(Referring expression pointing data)
◆ ◆ ◆ ◆
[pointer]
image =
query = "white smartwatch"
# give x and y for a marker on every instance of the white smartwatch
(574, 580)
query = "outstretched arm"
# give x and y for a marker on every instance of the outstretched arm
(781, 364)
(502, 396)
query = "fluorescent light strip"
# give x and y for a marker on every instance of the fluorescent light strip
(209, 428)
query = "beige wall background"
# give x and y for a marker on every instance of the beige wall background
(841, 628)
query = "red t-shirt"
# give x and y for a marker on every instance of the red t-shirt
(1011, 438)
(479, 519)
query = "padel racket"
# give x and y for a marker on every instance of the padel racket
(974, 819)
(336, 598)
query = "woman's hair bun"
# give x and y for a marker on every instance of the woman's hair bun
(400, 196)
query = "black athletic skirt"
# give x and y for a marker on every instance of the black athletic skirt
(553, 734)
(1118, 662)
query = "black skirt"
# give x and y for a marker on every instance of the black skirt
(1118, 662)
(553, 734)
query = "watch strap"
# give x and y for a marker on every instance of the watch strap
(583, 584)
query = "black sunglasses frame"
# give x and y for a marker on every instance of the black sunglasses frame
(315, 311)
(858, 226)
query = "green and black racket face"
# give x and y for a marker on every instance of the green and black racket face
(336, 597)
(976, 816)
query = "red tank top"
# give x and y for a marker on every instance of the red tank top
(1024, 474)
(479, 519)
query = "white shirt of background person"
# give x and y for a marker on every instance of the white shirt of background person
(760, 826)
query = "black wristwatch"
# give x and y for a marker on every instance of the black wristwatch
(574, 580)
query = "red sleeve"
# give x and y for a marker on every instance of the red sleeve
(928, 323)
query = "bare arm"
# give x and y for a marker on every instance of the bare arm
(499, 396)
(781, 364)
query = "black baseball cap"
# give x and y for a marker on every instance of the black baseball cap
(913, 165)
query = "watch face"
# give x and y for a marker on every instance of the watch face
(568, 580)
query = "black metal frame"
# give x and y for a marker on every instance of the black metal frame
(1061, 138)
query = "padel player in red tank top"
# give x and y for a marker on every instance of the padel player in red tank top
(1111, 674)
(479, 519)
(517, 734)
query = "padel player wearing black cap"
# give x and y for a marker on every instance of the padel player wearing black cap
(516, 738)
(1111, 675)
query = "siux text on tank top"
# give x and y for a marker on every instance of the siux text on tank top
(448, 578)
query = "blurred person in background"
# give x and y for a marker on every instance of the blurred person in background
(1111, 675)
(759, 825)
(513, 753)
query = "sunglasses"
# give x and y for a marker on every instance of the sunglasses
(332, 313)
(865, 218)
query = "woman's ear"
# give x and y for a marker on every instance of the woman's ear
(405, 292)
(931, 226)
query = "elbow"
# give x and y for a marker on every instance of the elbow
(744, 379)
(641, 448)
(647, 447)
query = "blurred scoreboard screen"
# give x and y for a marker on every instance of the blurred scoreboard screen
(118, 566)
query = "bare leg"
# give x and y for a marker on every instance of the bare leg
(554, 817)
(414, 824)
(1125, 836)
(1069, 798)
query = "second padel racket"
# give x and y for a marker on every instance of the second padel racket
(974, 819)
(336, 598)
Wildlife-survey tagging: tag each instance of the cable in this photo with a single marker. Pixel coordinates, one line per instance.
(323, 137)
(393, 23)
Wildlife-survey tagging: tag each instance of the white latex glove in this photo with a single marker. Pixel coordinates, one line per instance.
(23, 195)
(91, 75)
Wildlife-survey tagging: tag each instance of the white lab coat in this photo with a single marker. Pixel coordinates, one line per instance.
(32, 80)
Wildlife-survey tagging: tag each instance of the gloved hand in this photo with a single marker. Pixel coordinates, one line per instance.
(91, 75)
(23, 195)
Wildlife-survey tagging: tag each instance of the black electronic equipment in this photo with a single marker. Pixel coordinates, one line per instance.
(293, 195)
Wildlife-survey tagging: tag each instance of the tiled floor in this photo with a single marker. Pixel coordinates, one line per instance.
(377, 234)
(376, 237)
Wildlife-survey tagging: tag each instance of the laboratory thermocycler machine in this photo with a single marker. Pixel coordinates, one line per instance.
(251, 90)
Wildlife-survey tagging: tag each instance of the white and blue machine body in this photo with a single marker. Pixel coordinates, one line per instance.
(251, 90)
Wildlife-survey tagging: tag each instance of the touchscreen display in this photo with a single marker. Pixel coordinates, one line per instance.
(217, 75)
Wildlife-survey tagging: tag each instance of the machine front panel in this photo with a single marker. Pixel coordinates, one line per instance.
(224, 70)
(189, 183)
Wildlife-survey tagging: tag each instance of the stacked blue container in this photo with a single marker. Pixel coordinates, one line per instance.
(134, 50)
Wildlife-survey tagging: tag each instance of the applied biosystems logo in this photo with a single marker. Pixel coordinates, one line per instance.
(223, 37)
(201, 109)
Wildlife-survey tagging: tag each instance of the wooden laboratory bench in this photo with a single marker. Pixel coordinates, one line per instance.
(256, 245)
◆ ◆ ◆ ◆
Print the records once more, exactly as written.

[pointer]
image =
query = "white smartwatch"
# give x and y for a marker on every instance of the white smartwatch
(574, 580)
query = "outstretched arm"
# give x and y for a marker on every instance of the outstretched arm
(781, 364)
(502, 396)
query = "fluorescent light strip"
# give x and y for a marker on every instance of the fluorescent light strip
(209, 428)
query = "beige wall background"
# give x and y for a marker on every instance of the beige wall background
(841, 628)
query = "red t-shirt"
# give x and y for a marker on every instance of the red t-shirt
(1011, 438)
(479, 519)
query = "padel racket"
# give x and y for a marker on every instance of the padel racket
(974, 819)
(336, 598)
query = "woman's hair bun"
# give x and y for a marker on every instance of the woman's hair bun
(400, 196)
query = "black athletic skirt"
# give x and y for a marker on every instance of the black athletic skirt
(553, 734)
(1118, 662)
query = "black skirt"
# give x and y for a marker on every instance of the black skirt
(1118, 662)
(553, 734)
query = "watch strap"
# give x and y for a marker on every instance of the watch strap
(583, 584)
query = "black sunglasses frame"
# give x and y for a marker on every instance of the black sunglasses frame
(315, 311)
(858, 226)
query = "green and black racket face"
# give x and y for a marker on every instance of the green and black racket face
(336, 597)
(976, 816)
query = "red tank top"
# give x and y for a marker on every instance of the red tank top
(1024, 474)
(479, 519)
query = "white shirt of background person"
# give x and y for a marker on every instance of the white shirt of background person
(760, 826)
query = "black wristwatch"
# give x and y for a marker on every instance of the black wristwatch
(574, 580)
query = "red sleeve"
# give x and y for a marker on every instance of the red sleeve
(928, 323)
query = "bare arm"
# give x and y for a marker on every instance of the bare arm
(499, 396)
(781, 364)
query = "black baseball cap"
# give x and y for a marker on every instance of the black baseball cap
(913, 165)
query = "watch face"
# give x and y for a marker on every instance of the watch face
(568, 580)
query = "black metal frame"
# give x and y for a marker on every instance of the black metal frame
(1061, 138)
query = "padel player in red tank top"
# give x and y for a marker on every instance of the padel player in red tank top
(1111, 674)
(479, 519)
(517, 734)
query = "padel player wearing black cap"
# give x and y for a marker on every instance of the padel player wearing black cap
(516, 738)
(1111, 675)
query = "siux text on tank top"
# give x and y for a marker on every instance of the siux text on tank top
(448, 578)
query = "blurred person in background"
# give x and y for a marker on every instance of the blurred person in background
(1111, 675)
(759, 825)
(513, 753)
query = "sunglasses"
# give x and y for a marker on every instance of the sunglasses
(332, 313)
(865, 218)
query = "woman's ear"
# give x and y for a marker on every instance of the woman's ear
(405, 292)
(931, 226)
query = "elbow"
# give x and y for a marker on every instance of the elbow
(744, 379)
(641, 448)
(647, 447)
query = "blurred scoreboard screen"
# give x and y for a marker on every instance of the blurred scoreboard screen
(118, 566)
query = "bare leg"
# give x and y for a marker on every instance of the bare leg
(554, 817)
(414, 824)
(1125, 836)
(1069, 798)
query = "second padel racket"
# give x and y for a marker on every instance of the second padel racket
(974, 819)
(336, 598)
Wildlife-survey tagging: tag each instance of the cable in this photo with a single marker. Pixel coordinates, one line per instance.
(323, 137)
(393, 23)
Wildlife-survey tagging: tag each instance of the white latex glove in this photo with a single marker. Pixel coordinates, one line per instance.
(23, 195)
(91, 75)
Wildlife-survey tagging: tag each instance of the white lab coat in this photo with a single marker. Pixel coordinates, one line per instance.
(32, 80)
Wildlife-survey tagging: tag each instance of the gloved hand in this photo with a single marker. Pixel coordinates, one line per instance.
(91, 75)
(23, 195)
Wildlife-survey tagging: tag each instance of the black electronic equipment in this photo with a single marker. Pixel coordinates, one line per instance.
(293, 195)
Wildlife-survey tagging: tag each instance of the tiled floor in this photo with a single marker. Pixel coordinates, one line per instance.
(377, 234)
(376, 237)
Wildlife-survey tagging: tag each instance of the laboratory thermocycler machine in this photo with a single marker. Pixel coordinates, one line per instance.
(251, 90)
Wildlife-survey tagging: tag each instance of the white and blue machine body in this photo with a single marker. Pixel coordinates, one line per instance.
(251, 90)
Wildlife-survey tagging: tag each instance of the touchscreen display in this photo with a single marker. Pixel coordinates, one line per instance.
(217, 75)
Wildlife-survey tagging: tag each instance of the machine front panel in this photo with a single marker. Pixel coordinates, one line per instance.
(224, 70)
(189, 183)
Wildlife-survey tagging: tag each instance of the stacked blue container in this photo with a single marker. Pixel coordinates, one line per instance.
(134, 50)
Wildlife-survey tagging: tag each instance of the applied biosystems logo in this photo with a single marker. Pixel coordinates, one line per instance.
(223, 37)
(201, 109)
Wildlife-survey tagging: tag each instance of the wooden laboratory bench in this photo with a single marker. Pixel coordinates, one line per instance.
(256, 245)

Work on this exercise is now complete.